**EXERCISE DATA**:
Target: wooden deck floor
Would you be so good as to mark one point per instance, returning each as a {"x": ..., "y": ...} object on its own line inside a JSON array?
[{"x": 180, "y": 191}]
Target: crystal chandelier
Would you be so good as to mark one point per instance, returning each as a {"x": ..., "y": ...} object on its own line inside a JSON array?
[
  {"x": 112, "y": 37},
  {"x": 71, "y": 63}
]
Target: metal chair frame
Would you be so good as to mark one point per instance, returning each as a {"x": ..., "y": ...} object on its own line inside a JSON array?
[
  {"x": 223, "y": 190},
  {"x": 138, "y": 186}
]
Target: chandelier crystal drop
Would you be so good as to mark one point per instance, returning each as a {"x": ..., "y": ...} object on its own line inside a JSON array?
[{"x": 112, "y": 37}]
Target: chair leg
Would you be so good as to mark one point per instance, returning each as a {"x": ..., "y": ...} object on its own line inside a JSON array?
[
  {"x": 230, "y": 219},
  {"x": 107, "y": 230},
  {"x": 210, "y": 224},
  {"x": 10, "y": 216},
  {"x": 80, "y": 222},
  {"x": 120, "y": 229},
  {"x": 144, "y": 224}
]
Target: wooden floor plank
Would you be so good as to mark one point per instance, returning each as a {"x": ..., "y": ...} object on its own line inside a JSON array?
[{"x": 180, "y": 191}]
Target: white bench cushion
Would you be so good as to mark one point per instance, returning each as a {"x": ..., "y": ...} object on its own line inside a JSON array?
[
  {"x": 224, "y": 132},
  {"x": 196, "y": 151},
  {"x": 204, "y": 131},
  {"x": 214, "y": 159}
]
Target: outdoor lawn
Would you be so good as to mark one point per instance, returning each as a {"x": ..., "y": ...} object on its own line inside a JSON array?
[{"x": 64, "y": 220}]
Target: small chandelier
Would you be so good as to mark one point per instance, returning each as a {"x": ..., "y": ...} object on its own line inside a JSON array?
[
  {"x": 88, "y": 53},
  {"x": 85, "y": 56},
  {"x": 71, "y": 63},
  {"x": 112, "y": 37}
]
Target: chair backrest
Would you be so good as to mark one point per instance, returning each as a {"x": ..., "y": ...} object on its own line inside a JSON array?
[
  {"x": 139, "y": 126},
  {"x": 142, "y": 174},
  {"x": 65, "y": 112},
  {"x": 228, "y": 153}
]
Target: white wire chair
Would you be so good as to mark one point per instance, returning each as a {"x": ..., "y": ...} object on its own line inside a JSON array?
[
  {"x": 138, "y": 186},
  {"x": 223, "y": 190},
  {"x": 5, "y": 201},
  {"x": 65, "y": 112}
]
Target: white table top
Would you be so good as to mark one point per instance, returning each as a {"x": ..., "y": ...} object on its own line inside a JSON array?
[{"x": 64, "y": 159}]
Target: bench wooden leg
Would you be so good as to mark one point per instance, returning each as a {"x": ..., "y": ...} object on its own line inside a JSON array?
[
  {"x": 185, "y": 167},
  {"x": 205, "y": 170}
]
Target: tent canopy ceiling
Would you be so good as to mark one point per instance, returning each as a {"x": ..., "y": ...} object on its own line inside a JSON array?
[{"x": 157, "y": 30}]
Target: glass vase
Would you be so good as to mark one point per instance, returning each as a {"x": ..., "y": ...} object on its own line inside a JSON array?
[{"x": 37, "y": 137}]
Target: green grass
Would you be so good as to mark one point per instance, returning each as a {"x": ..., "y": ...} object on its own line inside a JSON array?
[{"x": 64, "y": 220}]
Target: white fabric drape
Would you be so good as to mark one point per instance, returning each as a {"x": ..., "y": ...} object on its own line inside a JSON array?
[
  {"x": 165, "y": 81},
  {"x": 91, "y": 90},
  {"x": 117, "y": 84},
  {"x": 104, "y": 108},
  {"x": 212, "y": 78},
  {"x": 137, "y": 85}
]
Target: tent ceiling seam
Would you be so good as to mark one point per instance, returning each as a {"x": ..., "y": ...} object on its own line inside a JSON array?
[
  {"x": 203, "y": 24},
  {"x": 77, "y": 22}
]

**WHAT THE TASK ASKS**: Every line in the data above that includes the word "wooden" should be copied.

**TASK ANSWER**:
Target: wooden deck floor
Target: wooden floor plank
Target: bench wooden leg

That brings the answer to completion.